**PROVIDED RECORDS**
....
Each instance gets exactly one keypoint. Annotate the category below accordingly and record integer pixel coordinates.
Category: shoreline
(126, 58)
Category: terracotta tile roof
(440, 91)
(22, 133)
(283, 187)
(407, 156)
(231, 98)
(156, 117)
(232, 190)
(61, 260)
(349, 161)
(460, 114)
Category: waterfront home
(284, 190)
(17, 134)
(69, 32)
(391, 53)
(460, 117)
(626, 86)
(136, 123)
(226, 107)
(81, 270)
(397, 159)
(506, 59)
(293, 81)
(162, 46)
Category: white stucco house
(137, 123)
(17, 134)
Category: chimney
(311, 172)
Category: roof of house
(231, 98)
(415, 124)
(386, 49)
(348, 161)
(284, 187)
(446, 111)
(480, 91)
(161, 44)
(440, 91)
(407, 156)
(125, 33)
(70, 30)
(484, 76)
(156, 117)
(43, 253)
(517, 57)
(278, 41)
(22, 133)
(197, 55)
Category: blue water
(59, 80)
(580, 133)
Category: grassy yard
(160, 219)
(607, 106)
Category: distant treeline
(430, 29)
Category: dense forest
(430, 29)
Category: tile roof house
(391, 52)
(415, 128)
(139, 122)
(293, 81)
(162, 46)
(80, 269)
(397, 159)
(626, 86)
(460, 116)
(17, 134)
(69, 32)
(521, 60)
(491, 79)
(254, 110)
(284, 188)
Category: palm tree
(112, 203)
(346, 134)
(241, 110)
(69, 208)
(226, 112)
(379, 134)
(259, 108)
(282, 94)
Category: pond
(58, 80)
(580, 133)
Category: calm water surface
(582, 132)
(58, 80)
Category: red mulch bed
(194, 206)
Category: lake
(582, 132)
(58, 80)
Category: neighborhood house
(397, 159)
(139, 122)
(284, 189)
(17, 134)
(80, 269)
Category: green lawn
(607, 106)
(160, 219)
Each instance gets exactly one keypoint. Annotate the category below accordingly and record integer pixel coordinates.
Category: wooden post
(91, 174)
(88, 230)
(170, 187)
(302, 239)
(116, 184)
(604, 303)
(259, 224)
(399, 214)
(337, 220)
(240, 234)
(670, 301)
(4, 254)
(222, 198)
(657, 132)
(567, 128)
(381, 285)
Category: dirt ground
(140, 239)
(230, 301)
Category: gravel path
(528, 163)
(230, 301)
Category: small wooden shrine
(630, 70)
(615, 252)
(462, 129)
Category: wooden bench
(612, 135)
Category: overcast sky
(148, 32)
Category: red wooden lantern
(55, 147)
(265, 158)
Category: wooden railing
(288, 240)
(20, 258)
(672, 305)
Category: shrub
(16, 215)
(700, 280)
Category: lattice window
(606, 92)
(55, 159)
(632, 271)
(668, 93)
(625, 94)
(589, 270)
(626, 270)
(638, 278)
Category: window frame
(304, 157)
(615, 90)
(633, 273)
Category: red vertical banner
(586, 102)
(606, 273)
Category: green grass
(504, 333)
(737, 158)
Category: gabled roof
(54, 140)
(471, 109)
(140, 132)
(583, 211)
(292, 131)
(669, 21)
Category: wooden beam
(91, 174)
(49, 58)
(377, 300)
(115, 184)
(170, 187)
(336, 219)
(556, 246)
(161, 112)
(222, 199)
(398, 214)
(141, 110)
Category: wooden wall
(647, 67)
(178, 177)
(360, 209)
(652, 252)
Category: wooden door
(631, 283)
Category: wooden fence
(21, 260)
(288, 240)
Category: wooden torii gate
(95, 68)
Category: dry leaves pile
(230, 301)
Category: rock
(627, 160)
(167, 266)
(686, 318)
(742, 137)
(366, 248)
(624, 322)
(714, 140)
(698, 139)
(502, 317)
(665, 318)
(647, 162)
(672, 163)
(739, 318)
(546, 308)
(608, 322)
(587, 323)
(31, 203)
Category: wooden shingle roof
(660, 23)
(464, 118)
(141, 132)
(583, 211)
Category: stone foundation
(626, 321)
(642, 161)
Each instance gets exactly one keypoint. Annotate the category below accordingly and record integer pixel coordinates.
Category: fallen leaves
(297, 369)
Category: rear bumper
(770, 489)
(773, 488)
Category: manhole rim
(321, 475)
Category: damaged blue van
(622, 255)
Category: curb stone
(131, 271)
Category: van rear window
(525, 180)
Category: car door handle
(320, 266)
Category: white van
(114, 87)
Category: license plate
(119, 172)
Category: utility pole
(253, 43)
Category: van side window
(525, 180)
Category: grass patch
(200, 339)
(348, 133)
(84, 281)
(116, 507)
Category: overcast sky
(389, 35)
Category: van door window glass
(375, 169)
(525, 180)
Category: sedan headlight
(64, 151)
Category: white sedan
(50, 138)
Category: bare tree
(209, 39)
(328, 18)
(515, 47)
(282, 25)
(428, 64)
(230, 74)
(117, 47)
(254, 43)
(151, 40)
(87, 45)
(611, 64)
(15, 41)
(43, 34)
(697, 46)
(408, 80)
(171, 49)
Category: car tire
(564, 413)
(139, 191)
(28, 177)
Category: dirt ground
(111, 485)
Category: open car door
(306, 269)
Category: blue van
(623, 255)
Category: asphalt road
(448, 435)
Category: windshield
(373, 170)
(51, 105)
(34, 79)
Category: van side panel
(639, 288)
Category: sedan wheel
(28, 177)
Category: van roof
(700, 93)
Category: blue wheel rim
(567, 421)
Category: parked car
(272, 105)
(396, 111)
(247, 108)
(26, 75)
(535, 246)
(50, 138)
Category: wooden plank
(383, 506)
....
**WHAT IS BEING ASKED**
Write the records again exactly as they stand.

**SOLUTION FOR THIS TASK**
Each instance gets exactly one keypoint. Annotate the category below accordingly and record integer pixel coordinates.
Category: shoreline
(126, 58)
Category: terracotta tile roof
(440, 91)
(22, 133)
(283, 187)
(407, 156)
(231, 98)
(156, 117)
(232, 190)
(61, 260)
(349, 161)
(460, 114)
Category: waterfront home
(284, 190)
(17, 134)
(69, 32)
(391, 53)
(460, 117)
(626, 86)
(136, 123)
(226, 107)
(81, 270)
(397, 159)
(506, 59)
(293, 81)
(162, 46)
Category: white stucco house
(137, 123)
(17, 134)
Category: chimney
(311, 172)
Category: roof of house
(231, 98)
(415, 124)
(386, 49)
(348, 161)
(284, 187)
(446, 111)
(480, 91)
(161, 44)
(440, 91)
(407, 156)
(125, 33)
(70, 30)
(484, 76)
(156, 117)
(43, 253)
(517, 57)
(278, 41)
(22, 133)
(197, 55)
Category: blue water
(59, 80)
(580, 133)
Category: grassy yard
(160, 219)
(607, 106)
Category: distant treeline
(430, 29)
Category: dense forest
(430, 29)
Category: tile roof house
(391, 52)
(415, 128)
(139, 122)
(293, 81)
(162, 46)
(80, 269)
(397, 159)
(626, 86)
(460, 116)
(17, 134)
(69, 32)
(521, 60)
(491, 79)
(254, 110)
(284, 188)
Category: palm tree
(112, 203)
(346, 134)
(241, 110)
(69, 208)
(226, 112)
(379, 134)
(259, 108)
(282, 94)
Category: pond
(58, 80)
(580, 133)
Category: calm water surface
(582, 132)
(58, 80)
Category: red mulch bed
(194, 206)
Category: lake
(582, 132)
(58, 80)
Category: neighborhood house
(397, 159)
(139, 122)
(284, 189)
(17, 134)
(80, 269)
Category: green lawn
(607, 106)
(160, 219)
Each instance gets exactly one keypoint. Annotate the category below accordingly and record integer pixel coordinates.
Category: wooden post
(91, 174)
(88, 230)
(170, 187)
(302, 239)
(116, 184)
(604, 303)
(259, 224)
(399, 214)
(337, 220)
(240, 234)
(670, 301)
(4, 254)
(222, 198)
(657, 132)
(567, 128)
(381, 285)
Category: dirt ground
(140, 239)
(230, 301)
Category: gravel path
(528, 163)
(230, 301)
Category: small wooden shrine
(630, 70)
(615, 252)
(462, 129)
Category: wooden bench
(612, 135)
Category: overcast sky
(148, 32)
Category: red wooden lantern
(55, 147)
(265, 158)
Category: wooden railing
(288, 240)
(20, 258)
(672, 305)
Category: shrub
(16, 215)
(700, 280)
Category: lattice window
(606, 92)
(55, 159)
(632, 271)
(668, 93)
(625, 94)
(589, 270)
(626, 270)
(638, 278)
Category: window frame
(304, 157)
(615, 90)
(633, 273)
Category: red vertical banner
(586, 102)
(606, 273)
Category: green grass
(504, 333)
(737, 158)
Category: gabled roof
(54, 140)
(471, 109)
(140, 132)
(583, 211)
(292, 131)
(669, 21)
Category: wooden beam
(91, 174)
(49, 58)
(377, 300)
(115, 184)
(170, 187)
(336, 219)
(556, 246)
(161, 112)
(222, 199)
(398, 214)
(141, 110)
Category: wooden wall
(647, 67)
(178, 177)
(360, 209)
(652, 252)
Category: wooden door
(631, 283)
Category: wooden fence
(21, 260)
(288, 240)
Category: wooden torii gate
(95, 68)
Category: dry leaves pile
(230, 301)
Category: rock
(627, 160)
(167, 266)
(686, 318)
(742, 137)
(366, 248)
(624, 322)
(714, 140)
(698, 139)
(502, 317)
(665, 318)
(647, 162)
(672, 163)
(739, 318)
(546, 308)
(608, 322)
(587, 323)
(31, 203)
Category: wooden shingle roof
(660, 23)
(464, 118)
(141, 132)
(583, 211)
Category: stone foundation
(626, 321)
(642, 161)
Each instance gets exactly one keypoint. Annotate the category below accordingly and record integer pixel coordinates.
Category: fallen leaves
(297, 369)
Category: rear bumper
(770, 489)
(773, 488)
Category: manhole rim
(321, 475)
Category: damaged blue van
(622, 255)
Category: curb stone
(131, 271)
Category: van rear window
(525, 180)
Category: car door handle
(320, 266)
Category: white van
(114, 87)
Category: license plate
(119, 172)
Category: utility pole
(253, 43)
Category: van side window
(525, 180)
Category: grass patch
(200, 339)
(348, 133)
(84, 281)
(116, 507)
Category: overcast sky
(389, 35)
Category: van door window glass
(375, 169)
(525, 180)
Category: sedan headlight
(64, 151)
Category: white sedan
(50, 138)
Category: bare tree
(209, 39)
(328, 18)
(515, 47)
(282, 25)
(428, 64)
(230, 74)
(117, 47)
(254, 43)
(151, 40)
(87, 45)
(611, 64)
(15, 41)
(43, 34)
(697, 46)
(408, 80)
(171, 49)
Category: car tire
(564, 413)
(139, 191)
(28, 177)
Category: dirt ground
(111, 485)
Category: open car door
(306, 269)
Category: blue van
(623, 255)
Category: asphalt road
(448, 435)
Category: windshield
(373, 170)
(51, 105)
(34, 79)
Category: van side panel
(639, 288)
Category: sedan wheel
(28, 177)
Category: van roof
(700, 93)
Category: blue wheel rim
(567, 421)
Category: parked car
(272, 105)
(396, 111)
(247, 108)
(26, 75)
(535, 246)
(50, 138)
Category: wooden plank
(383, 506)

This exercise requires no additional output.